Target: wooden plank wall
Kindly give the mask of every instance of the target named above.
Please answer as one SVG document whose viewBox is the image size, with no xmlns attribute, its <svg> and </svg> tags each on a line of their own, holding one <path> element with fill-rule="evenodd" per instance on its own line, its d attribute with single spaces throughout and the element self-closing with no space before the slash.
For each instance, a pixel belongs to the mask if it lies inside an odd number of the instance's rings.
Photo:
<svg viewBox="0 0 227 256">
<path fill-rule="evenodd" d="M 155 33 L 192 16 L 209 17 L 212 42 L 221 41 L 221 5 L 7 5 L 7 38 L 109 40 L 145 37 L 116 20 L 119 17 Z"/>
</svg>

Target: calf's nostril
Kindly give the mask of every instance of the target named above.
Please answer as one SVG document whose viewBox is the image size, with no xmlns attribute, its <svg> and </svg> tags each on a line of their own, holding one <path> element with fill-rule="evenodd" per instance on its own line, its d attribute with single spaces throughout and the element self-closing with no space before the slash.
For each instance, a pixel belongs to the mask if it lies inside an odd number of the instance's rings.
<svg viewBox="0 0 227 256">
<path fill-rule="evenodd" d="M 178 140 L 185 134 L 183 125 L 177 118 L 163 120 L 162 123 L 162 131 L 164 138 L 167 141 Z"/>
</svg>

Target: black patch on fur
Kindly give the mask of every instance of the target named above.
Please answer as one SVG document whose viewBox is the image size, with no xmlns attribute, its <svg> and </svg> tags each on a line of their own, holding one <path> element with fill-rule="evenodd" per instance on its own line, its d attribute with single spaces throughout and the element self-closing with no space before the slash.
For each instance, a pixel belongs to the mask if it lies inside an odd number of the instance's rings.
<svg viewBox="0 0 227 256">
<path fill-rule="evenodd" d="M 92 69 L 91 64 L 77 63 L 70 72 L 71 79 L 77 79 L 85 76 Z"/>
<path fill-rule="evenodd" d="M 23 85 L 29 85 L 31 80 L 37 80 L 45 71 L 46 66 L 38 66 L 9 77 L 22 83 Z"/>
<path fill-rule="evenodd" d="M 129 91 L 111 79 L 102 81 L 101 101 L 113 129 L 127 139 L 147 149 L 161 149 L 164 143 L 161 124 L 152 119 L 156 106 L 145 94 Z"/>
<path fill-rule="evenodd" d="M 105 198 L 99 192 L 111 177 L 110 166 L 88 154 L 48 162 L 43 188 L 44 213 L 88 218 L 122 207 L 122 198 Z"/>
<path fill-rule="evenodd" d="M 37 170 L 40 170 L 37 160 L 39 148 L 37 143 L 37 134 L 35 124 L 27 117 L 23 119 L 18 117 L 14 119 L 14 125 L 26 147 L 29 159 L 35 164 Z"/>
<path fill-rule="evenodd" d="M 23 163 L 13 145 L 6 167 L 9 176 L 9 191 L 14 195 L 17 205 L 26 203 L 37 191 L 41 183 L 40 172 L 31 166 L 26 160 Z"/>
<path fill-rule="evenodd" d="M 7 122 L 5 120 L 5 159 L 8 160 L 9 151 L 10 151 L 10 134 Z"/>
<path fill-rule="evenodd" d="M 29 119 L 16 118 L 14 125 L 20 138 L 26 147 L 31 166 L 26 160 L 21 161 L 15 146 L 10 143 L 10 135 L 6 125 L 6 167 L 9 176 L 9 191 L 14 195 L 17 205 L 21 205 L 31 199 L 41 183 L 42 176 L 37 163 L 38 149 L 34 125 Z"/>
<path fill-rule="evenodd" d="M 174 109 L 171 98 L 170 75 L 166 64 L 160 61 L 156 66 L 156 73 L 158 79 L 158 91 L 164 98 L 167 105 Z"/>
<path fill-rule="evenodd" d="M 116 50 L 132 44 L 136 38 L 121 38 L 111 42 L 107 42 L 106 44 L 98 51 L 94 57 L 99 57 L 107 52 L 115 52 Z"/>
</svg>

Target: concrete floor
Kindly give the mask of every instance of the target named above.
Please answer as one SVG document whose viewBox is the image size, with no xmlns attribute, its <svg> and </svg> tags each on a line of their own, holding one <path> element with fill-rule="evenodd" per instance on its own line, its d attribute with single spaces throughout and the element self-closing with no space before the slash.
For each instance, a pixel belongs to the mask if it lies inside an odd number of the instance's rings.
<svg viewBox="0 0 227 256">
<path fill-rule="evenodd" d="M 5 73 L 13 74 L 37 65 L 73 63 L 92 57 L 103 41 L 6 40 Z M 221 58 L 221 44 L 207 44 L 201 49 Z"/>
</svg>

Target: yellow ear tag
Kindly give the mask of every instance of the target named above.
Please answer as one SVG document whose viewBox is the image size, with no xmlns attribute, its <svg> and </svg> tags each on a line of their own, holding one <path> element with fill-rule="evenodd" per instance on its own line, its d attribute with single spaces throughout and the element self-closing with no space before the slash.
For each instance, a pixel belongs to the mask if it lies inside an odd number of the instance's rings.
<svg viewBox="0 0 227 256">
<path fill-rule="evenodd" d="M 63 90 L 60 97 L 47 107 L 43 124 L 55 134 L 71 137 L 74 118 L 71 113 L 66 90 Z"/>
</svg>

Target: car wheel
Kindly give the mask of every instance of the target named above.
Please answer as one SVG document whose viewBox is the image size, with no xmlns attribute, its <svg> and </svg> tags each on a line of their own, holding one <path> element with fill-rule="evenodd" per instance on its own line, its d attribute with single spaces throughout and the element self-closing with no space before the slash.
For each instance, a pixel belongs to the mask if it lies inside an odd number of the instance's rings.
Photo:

Work instructions >> Put all the lines above into a Markdown table with two columns, "Row" for a running number and "Line" for the line itself, and leave out the blank lines.

Answer for the task >>
| Row | Line |
|---|---|
| 1 | Target: wooden plank wall |
| 2 | Kindly give the mask of every instance of the target named above. |
| 3 | Please answer as one SVG document whose viewBox is the image size, with no xmlns attribute, its <svg> and </svg> tags each on a line of their own, holding one <path> element with fill-rule="evenodd" per instance on its own line, its d attribute with single spaces throughout and the element self-closing with no space before the slash. |
| 4 | For each instance, a pixel belongs to the mask if it lies inside an odd number of the instance's rings. |
| 5 | Photo: |
| 6 | <svg viewBox="0 0 227 256"> |
| 7 | <path fill-rule="evenodd" d="M 155 33 L 192 16 L 209 17 L 212 42 L 221 41 L 221 5 L 7 5 L 7 38 L 109 40 L 145 37 L 116 20 L 119 17 Z"/> |
| 8 | </svg> |
| 9 | Target: calf's nostril |
| 10 | Kindly give the mask of every instance of the target named above. |
| 11 | Please answer as one SVG document whose viewBox is the image size, with no xmlns attribute, its <svg> and </svg> tags each on a line of their own, holding one <path> element with fill-rule="evenodd" per instance on its own line, its d attribute with single spaces throughout and the element self-closing with no space before the slash. |
| 12 | For each instance, a pixel belongs to the mask if it lies inside an odd number of the instance's rings. |
| 13 | <svg viewBox="0 0 227 256"> |
| 14 | <path fill-rule="evenodd" d="M 178 140 L 185 134 L 183 125 L 177 118 L 163 120 L 162 123 L 162 131 L 164 138 L 167 141 Z"/> |
| 15 | </svg> |
| 16 | Target: black patch on fur |
| 17 | Kindly give the mask of every instance of the target named above. |
| 18 | Please answer as one SVG document whose viewBox is the image size, with no xmlns attribute, its <svg> and </svg> tags each on a line of their own, holding one <path> element with fill-rule="evenodd" per instance on its own line, its d attribute with single spaces throughout and the element self-closing with no space before the slash. |
| 19 | For each instance, a pixel belongs to the mask if it lies inside an odd number of the instance's rings. |
| 20 | <svg viewBox="0 0 227 256"> |
| 21 | <path fill-rule="evenodd" d="M 92 69 L 91 64 L 77 63 L 70 72 L 71 79 L 77 79 L 85 76 Z"/> |
| 22 | <path fill-rule="evenodd" d="M 23 85 L 29 85 L 31 80 L 37 80 L 45 71 L 46 66 L 38 66 L 9 77 L 22 83 Z"/> |
| 23 | <path fill-rule="evenodd" d="M 129 91 L 111 79 L 102 81 L 101 101 L 113 129 L 127 139 L 147 149 L 161 149 L 164 143 L 161 124 L 152 119 L 156 106 L 145 94 Z"/> |
| 24 | <path fill-rule="evenodd" d="M 105 198 L 99 192 L 111 177 L 110 166 L 88 154 L 48 162 L 43 188 L 44 213 L 88 218 L 122 207 L 122 198 Z"/> |
| 25 | <path fill-rule="evenodd" d="M 37 170 L 40 170 L 37 160 L 39 148 L 37 143 L 37 134 L 35 124 L 27 117 L 23 119 L 18 117 L 14 119 L 14 125 L 26 147 L 29 159 L 35 164 Z"/> |
| 26 | <path fill-rule="evenodd" d="M 23 163 L 13 145 L 6 167 L 9 176 L 9 191 L 14 195 L 17 205 L 26 203 L 37 191 L 41 183 L 40 172 L 31 166 L 26 160 Z"/> |
| 27 | <path fill-rule="evenodd" d="M 7 122 L 5 120 L 5 159 L 8 160 L 9 151 L 10 151 L 10 134 Z"/> |
| 28 | <path fill-rule="evenodd" d="M 29 119 L 16 118 L 14 125 L 20 138 L 26 147 L 31 166 L 26 160 L 21 161 L 15 146 L 10 143 L 10 135 L 6 125 L 6 167 L 9 176 L 9 191 L 14 195 L 17 205 L 21 205 L 31 199 L 41 183 L 42 176 L 37 163 L 38 149 L 34 125 Z"/> |
| 29 | <path fill-rule="evenodd" d="M 174 109 L 171 98 L 170 75 L 166 64 L 160 61 L 156 66 L 156 73 L 158 79 L 158 91 L 164 98 L 167 105 Z"/> |
| 30 | <path fill-rule="evenodd" d="M 116 50 L 132 44 L 136 38 L 121 38 L 111 42 L 107 42 L 106 44 L 98 51 L 94 57 L 99 57 L 107 52 L 115 52 Z"/> |
| 31 | </svg> |
| 32 | Target: concrete floor |
| 33 | Kindly give the mask of every instance of the target named above. |
| 34 | Please answer as one SVG document whose viewBox is the image size, with no xmlns attribute, its <svg> and </svg> tags each on a line of their own, holding one <path> element with fill-rule="evenodd" per instance on its own line, its d attribute with single spaces throughout and the element self-closing with no space before the slash. |
| 35 | For each instance, a pixel belongs to the mask if it lies inside an odd number of the instance's rings. |
| 36 | <svg viewBox="0 0 227 256"> |
| 37 | <path fill-rule="evenodd" d="M 5 73 L 13 74 L 37 65 L 73 63 L 92 57 L 103 41 L 6 40 Z M 221 58 L 221 44 L 207 44 L 201 49 Z"/> |
| 38 | </svg> |
| 39 | Target: yellow ear tag |
| 40 | Kindly give the mask of every instance of the target named above. |
| 41 | Please answer as one SVG document whose viewBox is the image size, with no xmlns attribute, its <svg> and </svg> tags each on a line of their own, holding one <path> element with fill-rule="evenodd" per instance on its own line, its d attribute with single spaces throughout and the element self-closing with no space before the slash. |
| 42 | For each instance, a pixel belongs to the mask if it lies inside an odd number of the instance's rings. |
| 43 | <svg viewBox="0 0 227 256"> |
| 44 | <path fill-rule="evenodd" d="M 63 90 L 60 97 L 47 107 L 43 124 L 55 134 L 71 137 L 74 118 L 71 113 L 66 90 Z"/> |
| 45 | </svg> |
| 46 | Target: car wheel |
| 47 | Kindly give the mask of every instance of the target named above. |
| 48 | Please answer as one SVG document whose viewBox is the image size, with no xmlns attribute, its <svg> and </svg> tags each on a line of their own, holding one <path> element with fill-rule="evenodd" per instance on its own line, its d attribute with single spaces throughout and the element self-closing with no space before the slash. |
| 49 | For each instance, a pixel belongs to the mask if it lies inside an odd number of the instance's rings. |
| 50 | Photo: |